Point localization data:
---+---
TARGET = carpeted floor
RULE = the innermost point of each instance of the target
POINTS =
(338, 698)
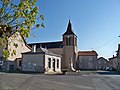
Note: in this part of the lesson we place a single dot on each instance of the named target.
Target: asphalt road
(91, 81)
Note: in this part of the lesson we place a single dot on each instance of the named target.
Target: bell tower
(69, 48)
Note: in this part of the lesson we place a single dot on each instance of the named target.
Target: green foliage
(17, 17)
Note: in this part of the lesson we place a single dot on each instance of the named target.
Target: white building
(41, 60)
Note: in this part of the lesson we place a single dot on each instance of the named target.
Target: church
(71, 58)
(49, 57)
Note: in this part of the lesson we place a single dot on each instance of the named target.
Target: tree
(17, 16)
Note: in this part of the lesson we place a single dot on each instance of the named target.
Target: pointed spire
(69, 29)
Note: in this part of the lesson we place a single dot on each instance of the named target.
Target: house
(102, 63)
(15, 38)
(113, 63)
(42, 60)
(87, 60)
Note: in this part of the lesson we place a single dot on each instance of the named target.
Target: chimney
(33, 48)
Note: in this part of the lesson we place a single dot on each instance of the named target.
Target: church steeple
(69, 29)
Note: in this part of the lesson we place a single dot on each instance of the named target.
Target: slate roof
(87, 53)
(57, 44)
(69, 29)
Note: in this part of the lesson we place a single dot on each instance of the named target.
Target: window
---+---
Task item:
Retype the records verbatim, excluding each image they hold.

Task response:
TARGET = carpeted floor
RULE = the innermost point of each instance of the target
POINTS =
(338, 698)
Note: in this part of the lesson we place a single dot on each instance of the named target.
Target: asphalt road
(91, 81)
Note: in this part of the lesson we place a single dot on each instance of the named target.
Target: bell tower
(69, 48)
Note: in this part of the lesson we place a single dot on each instance of the named target.
Target: green foliage
(17, 17)
Note: in this part of the lesson we place a single dot on each instance of the named target.
Target: white building
(41, 60)
Note: in this part of the lesson we place a single dot on each instance of the named target.
Target: church
(71, 58)
(49, 57)
Note: in this part of the lesson we place a single dot on each instance of the named target.
Target: tree
(17, 16)
Note: in this part of the lesson we place a single dot on each instance of the named target.
Target: pointed spire
(69, 29)
Note: in this part of the lesson we place a single dot on each instance of the named target.
Target: house
(102, 63)
(15, 38)
(113, 63)
(42, 60)
(87, 60)
Note: in this part of the lesson we place a single dot on each instance of the named target.
Target: chimney
(33, 48)
Note: in this part of the lesson we place a single dot on each instance of the named target.
Target: church steeple
(69, 29)
Note: in this part of the lesson we place a single dot on each instance of the named target.
Target: slate roof
(87, 53)
(57, 44)
(69, 29)
Note: in this part of the lesson we place a single dot on each instance of the named target.
Target: window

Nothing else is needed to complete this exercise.